*Excerto transcrito*:
==================================================

Em relação á correlação entre Bitcoin e Litecoin, verifica-se que assume tanto valores negativos como positivos, existindo duas picos de queda notáveis. No ínicio de 2019, os valores caíram quase até -0,4, tendo subido até 0,4 durante esse mesmo ano. No final de 2019 existe outra queda pronunciada, regressando a valores negativos. Com o íncio de 2020 e o despoltar da pandemia, observa-se um aumento exponencial das correlações, sendo depois corrigido. No que diz respeito á correlação entre Bitcoin e Ethereum, observa-se que as correlações são predominantemente negativas e situadas no intervalo entre -0.4 e 0. Existe uma grande queda nos valores entre o meio de 2018 e o ínicio de 2019. Tal como verificado no par BTC-LTC, os valores vão subindo com o decorrer do ano de 2019, subida essa que termina assim que atinge valores positivos. Constata-se um grande pico de subida coincidente com os meses de ínicio da pandemia, sendo prontamente corrigido. Mais recentemente, no final de 2020 e observa-se outro pico repentino.

==================================================

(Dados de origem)
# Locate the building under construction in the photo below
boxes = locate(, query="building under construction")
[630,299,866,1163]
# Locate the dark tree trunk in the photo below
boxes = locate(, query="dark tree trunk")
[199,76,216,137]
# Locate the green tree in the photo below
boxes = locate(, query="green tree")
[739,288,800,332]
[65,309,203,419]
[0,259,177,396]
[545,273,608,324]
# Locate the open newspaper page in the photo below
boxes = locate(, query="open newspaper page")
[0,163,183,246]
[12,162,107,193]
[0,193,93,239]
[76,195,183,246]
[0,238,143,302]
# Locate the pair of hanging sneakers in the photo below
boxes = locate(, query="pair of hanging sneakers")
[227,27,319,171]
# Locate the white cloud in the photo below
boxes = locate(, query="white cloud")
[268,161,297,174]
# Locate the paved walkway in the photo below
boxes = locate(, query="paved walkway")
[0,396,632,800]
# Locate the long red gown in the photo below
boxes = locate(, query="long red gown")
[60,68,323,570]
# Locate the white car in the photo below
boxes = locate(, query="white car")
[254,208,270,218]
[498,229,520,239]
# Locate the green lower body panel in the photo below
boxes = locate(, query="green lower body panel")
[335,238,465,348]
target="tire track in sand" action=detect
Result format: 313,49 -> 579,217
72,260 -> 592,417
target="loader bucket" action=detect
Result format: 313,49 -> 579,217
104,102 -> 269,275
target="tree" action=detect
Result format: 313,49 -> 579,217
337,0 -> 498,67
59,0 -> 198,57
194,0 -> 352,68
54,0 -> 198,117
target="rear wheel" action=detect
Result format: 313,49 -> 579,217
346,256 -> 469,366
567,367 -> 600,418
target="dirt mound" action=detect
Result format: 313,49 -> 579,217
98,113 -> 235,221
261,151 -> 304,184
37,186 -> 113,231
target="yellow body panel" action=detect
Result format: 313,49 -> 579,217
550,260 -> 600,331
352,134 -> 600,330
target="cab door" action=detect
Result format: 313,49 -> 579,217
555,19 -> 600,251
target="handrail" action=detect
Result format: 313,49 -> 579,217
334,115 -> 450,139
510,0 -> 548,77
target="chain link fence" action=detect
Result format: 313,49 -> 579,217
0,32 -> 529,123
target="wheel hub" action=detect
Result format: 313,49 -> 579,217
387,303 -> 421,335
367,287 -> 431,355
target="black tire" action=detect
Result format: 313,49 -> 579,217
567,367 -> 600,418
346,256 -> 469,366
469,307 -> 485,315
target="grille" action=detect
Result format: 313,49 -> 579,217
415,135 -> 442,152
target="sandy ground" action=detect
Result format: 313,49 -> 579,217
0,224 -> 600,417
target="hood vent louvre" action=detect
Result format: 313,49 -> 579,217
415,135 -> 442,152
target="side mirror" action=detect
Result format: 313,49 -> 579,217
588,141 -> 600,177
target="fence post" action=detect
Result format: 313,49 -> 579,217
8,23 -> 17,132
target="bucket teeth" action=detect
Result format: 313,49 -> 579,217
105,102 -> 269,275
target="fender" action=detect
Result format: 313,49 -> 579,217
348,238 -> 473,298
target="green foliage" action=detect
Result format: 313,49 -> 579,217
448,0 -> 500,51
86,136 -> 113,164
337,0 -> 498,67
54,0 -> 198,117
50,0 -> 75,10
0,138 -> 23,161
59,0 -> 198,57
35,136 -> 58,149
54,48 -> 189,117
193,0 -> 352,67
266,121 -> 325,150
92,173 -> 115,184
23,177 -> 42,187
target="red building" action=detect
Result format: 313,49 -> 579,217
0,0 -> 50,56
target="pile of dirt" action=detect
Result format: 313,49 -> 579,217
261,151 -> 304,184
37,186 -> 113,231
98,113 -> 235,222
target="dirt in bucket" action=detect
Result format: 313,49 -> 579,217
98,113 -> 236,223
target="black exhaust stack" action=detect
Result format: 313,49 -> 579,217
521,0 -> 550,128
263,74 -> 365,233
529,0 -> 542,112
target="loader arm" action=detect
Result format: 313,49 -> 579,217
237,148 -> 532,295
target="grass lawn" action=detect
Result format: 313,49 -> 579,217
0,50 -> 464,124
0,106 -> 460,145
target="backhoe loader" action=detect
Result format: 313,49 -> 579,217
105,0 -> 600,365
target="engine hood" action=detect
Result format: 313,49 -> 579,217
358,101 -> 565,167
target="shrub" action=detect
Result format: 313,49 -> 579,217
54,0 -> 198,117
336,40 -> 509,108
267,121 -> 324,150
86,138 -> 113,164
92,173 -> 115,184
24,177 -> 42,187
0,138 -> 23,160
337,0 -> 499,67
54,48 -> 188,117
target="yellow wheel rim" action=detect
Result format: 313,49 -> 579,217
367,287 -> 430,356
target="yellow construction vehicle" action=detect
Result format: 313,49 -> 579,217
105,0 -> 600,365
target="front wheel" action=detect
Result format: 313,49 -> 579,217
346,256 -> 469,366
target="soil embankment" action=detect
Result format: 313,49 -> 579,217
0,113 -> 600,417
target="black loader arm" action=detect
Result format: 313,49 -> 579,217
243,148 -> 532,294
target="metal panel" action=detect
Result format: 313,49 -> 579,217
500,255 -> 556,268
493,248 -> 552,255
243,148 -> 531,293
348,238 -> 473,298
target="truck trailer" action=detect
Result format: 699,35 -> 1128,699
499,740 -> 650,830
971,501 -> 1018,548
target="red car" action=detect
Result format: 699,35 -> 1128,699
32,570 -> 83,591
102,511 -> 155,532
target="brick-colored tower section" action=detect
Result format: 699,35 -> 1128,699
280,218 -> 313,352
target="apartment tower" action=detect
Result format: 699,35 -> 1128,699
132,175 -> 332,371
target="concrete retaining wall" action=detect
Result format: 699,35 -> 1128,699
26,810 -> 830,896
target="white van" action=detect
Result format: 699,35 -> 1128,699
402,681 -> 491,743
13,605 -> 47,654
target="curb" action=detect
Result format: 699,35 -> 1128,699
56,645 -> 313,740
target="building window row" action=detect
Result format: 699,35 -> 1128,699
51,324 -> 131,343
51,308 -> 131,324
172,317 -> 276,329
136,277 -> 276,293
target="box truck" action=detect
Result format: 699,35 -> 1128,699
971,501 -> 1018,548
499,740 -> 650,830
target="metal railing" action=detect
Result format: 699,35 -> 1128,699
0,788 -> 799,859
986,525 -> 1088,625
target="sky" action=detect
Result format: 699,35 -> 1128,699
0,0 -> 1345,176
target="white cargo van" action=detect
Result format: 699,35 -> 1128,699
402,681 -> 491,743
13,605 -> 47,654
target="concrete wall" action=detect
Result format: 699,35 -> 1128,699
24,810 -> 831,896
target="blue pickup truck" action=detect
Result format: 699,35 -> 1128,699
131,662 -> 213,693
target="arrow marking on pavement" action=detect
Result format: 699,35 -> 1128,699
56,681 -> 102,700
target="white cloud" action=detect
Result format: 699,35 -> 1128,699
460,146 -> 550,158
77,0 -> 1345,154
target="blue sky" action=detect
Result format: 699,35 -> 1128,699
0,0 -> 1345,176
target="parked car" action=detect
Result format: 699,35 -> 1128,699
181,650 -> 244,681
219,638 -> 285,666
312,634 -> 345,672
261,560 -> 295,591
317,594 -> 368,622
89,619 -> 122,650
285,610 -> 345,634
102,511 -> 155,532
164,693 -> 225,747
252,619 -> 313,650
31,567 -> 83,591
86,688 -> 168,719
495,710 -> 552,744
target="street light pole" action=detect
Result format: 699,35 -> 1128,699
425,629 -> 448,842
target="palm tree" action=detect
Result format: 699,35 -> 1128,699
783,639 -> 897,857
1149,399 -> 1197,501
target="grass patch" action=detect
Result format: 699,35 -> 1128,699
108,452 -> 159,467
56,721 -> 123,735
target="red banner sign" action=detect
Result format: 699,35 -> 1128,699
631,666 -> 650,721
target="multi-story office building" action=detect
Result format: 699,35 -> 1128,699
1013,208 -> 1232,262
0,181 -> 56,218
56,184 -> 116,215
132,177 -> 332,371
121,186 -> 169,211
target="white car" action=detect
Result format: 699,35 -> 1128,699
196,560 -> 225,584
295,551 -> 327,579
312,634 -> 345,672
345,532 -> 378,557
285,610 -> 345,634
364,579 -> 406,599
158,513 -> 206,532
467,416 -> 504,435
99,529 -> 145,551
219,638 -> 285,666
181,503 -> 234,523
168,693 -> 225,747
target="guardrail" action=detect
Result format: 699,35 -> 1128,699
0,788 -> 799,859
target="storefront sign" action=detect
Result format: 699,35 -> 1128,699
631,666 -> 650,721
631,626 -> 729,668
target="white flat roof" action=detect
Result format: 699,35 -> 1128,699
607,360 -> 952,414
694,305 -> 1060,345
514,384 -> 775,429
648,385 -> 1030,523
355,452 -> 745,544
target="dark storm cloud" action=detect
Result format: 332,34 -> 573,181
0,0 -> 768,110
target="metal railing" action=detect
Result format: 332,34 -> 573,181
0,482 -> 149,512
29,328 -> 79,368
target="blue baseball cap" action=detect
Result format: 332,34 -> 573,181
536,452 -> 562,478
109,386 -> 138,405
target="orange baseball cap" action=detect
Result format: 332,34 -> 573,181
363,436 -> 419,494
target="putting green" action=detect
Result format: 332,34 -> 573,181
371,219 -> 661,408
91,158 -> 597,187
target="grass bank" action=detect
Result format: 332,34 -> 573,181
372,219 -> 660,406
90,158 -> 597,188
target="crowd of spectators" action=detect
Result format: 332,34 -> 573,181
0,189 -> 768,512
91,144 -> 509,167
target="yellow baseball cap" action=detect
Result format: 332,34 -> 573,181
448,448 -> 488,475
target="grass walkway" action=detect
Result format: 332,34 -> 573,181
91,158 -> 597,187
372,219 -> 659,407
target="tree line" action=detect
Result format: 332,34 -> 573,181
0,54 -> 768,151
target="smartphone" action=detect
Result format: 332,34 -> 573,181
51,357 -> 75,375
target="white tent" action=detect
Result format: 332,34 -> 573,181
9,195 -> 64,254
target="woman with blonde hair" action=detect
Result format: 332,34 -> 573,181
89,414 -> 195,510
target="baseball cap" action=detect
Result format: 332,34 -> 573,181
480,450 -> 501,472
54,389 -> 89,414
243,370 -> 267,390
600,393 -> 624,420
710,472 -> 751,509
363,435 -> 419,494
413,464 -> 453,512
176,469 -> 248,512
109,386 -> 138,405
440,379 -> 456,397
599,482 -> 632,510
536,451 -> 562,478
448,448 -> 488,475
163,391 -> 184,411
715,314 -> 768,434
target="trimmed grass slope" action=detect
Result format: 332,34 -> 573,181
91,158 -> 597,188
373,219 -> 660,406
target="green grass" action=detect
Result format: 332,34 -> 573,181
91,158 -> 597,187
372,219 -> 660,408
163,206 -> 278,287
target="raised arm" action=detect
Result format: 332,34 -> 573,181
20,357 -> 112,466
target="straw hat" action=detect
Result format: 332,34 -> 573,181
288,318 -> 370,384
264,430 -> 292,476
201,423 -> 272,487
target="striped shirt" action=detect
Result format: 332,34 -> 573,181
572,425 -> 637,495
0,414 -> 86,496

==================================================

*Ação pedida*:
Prossiga o excerto sobre as correlações do Bitcoin com o Litecoin e o Ethereum a partir da última frase apresentada.

*Exercício resolvido*:
Relativamente á correlação no par LTC-ETH, predominam os valores positivos, denotando-se que estes se encontram bastante concentrados no intervalo entre 0.4 e 0.6. Perto do fim de 2018 existe um grande pico de descida, com a correlação a atingir valores negativos, revertendo rapidamente para os valores anteriormente verificados. De notar, também, a tendência de descida dos valores sensivelmente entre os primeiros meses de 2020 e o meio do ano. Observa-se um crescimento dos valores no final do ano, quase atingindo valores máximos. As correlações entre Litecoin e Ethereum apresentam evidência de estacionaridade, ao contrário do que acontece com os pares anteriormente analisados. Verifica-se que a correlação condicional entre os retornos de Litecoin e os retornos de Ethereum é aquela que assume valores mais elevados, ao passo que a correlação condicional entre o par Bitcoin-Ethereum é a que assume valores inferiores.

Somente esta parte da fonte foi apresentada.